▸ Passage to read
○ ○ ○
The study report authors said they calculated their litigation costs and compensation estimates from an analysis of data on commercial and personal liability insurance premiums, and estimates of the liability exposure of businesses and individuals who are self-insured.

The report noted its authors used data derived from commercial general liability policies, medical malpractice liability insurance, auto liability policies, and personal liability policies, such as homeowners and renters’ insurance.

It further noted the litigation cost burden can vary widely among the states, based on a variety of factors, including the size and nature of a state’s economy, and a state’s specific regulatory and legal environment. For instance, the report noted doctors and other medical practitioners in states with higher health care costs and legal environments skewed toward plaintiffs would likely be required to pay more for medical malpractice insurance, while states that limit the amount plaintiffs can win at trial “would be expected to affect the cost of commercial liability insurance, as well as medical malpractice insurance.”

In California, raw litigation costs as measured in the report stood at nearly $56 billion in 2016. New York’s litigation costs were next largest at $43.7 billion, followed by Texas and Florida at about $33.7 billion each.

Pennsylvania and Illinois then rounded out the list of the six top states with highest litigation costs at about $18 billion each.

The report also compared litigation costs as a share of each state’s GDP.

Florida’s litigation costs topped the list among U.S. states when expressed in that way, checking in at 3.6 percent of the Sunshine State’s economic output. Other states weren’t far behind, however, as litigation costs equated to 3.1 percent of New Jersey’s GDP; 3 percent in Nevada; 2.9 percent in Louisiana, New York, Montana and Rhode Island; and 2.8 percent in West Virginia.

Larger states generally fared better, simply because of the size of their economies, the report’s authors noted, as California – the country’s most populous state and largest state economy – logged litigation cost estimates equal to about 2.1 percent of GDP. In Texas, the country’s second most populous state, litigation costs also equaled about 2.1 percent.

Pennsylvania’s litigation cost burden equated to 2.5 percent of state GDP, while in Illinois the cost share stood at 2.3 percent.

The costs, however, are not solely borne by so-called “big business,” or even the targets of the lawsuits, the study authors said, noting the added costs baked into the U.S. economy from the effect on more expensive insurance policies.

Across the country, that additional cost translated to a burden of about $3,300 per household in 2016.

But those costs also varied widely from state to state, the study said.
○ ○ ○
(Saved entries)
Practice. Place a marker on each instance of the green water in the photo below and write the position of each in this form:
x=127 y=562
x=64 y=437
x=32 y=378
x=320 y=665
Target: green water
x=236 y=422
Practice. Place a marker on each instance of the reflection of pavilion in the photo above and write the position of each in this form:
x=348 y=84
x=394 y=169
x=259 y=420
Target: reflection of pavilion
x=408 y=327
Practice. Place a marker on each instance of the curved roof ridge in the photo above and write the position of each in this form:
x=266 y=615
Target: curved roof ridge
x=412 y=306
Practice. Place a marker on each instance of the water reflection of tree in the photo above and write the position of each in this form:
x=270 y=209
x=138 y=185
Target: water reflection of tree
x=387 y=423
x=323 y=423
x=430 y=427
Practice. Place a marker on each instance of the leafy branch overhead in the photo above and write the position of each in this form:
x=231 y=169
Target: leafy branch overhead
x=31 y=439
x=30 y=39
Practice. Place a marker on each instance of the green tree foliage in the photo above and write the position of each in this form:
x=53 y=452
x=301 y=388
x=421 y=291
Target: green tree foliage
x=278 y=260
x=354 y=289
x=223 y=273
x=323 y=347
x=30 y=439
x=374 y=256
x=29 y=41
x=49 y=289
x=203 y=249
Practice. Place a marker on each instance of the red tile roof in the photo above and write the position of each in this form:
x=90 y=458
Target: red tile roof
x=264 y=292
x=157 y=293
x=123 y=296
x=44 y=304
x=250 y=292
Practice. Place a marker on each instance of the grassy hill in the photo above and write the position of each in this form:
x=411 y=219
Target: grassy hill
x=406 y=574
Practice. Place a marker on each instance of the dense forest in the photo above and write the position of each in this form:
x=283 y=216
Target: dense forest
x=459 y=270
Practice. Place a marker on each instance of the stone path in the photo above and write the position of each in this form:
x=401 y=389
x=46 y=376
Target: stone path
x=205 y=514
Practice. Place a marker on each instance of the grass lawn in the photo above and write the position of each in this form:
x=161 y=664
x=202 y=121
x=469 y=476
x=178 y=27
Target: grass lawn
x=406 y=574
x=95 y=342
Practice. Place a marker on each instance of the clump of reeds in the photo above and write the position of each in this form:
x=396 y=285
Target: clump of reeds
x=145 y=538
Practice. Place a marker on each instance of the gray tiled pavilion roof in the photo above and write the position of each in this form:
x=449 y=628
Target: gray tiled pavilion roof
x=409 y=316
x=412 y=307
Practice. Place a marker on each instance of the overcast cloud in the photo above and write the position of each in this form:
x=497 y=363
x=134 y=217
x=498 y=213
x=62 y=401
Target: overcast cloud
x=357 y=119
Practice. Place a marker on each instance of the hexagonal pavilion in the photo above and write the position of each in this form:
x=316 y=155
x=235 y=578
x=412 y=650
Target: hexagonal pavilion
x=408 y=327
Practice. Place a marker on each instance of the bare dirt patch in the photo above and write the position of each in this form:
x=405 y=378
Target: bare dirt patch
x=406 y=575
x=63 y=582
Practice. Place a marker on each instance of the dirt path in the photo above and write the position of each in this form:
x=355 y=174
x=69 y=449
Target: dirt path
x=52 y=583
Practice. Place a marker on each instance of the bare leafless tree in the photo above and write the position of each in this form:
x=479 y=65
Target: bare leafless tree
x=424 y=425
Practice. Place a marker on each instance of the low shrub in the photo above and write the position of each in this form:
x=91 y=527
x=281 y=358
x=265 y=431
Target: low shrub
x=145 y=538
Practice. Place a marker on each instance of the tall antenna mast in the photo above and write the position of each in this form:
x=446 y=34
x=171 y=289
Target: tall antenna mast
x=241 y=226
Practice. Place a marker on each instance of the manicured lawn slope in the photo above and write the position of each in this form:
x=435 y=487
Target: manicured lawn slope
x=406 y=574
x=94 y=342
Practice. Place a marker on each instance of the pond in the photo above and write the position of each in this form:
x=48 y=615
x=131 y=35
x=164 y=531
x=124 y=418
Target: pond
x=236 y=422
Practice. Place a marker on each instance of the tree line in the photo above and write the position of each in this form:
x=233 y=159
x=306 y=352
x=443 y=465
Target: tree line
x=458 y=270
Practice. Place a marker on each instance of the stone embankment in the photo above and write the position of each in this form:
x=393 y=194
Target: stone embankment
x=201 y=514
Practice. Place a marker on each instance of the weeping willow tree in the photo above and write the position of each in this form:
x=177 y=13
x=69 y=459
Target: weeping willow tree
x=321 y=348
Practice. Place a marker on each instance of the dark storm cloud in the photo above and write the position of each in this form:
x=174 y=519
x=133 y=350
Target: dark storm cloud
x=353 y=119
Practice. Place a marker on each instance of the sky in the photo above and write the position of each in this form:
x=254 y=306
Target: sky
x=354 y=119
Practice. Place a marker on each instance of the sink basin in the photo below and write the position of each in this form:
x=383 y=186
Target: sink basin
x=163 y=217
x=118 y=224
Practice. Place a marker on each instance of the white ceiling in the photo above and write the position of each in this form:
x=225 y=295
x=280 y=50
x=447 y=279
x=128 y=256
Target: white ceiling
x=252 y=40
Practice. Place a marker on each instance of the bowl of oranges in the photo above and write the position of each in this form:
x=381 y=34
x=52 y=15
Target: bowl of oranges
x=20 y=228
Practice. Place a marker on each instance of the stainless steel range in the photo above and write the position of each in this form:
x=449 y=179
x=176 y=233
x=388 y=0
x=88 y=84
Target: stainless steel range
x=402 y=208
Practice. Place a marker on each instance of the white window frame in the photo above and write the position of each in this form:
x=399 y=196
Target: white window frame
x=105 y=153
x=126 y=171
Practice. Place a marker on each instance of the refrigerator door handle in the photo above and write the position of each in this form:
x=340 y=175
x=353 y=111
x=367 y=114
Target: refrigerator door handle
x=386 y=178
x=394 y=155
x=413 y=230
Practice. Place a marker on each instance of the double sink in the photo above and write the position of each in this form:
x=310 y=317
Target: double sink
○ ○ ○
▸ Problem 1
Render this sentence from the passage on state litigation costs in Spanish: "The report also compared litigation costs as a share of each state’s GDP."
▸ Problem 2
According to the passage on state litigation costs, what was the nationwide litigation cost burden per household in 2016?
▸ Problem 3
From the passage on state litigation costs, output the section that opens with the words containing "In California, raw" and closes with "in West Virginia.".
You can set the records aside; none of the tasks need them.

▸ Expected answer 1
El informe también comparó los costos de litigio como proporción del PIB de cada estado.

▸ Expected answer 2
About $3,300 per household.

▸ Expected answer 3
In California, raw litigation costs as measured in the report stood at nearly $56 billion in 2016. New York’s litigation costs were next largest at $43.7 billion, followed by Texas and Florida at about $33.7 billion each.

Pennsylvania and Illinois then rounded out the list of the six top states with highest litigation costs at about $18 billion each.

The report also compared litigation costs as a share of each state’s GDP.

Florida’s litigation costs topped the list among U.S. states when expressed in that way, checking in at 3.6 percent of the Sunshine State’s economic output. Other states weren’t far behind, however, as litigation costs equated to 3.1 percent of New Jersey’s GDP; 3 percent in Nevada; 2.9 percent in Louisiana, New York, Montana and Rhode Island; and 2.8 percent in West Virginia.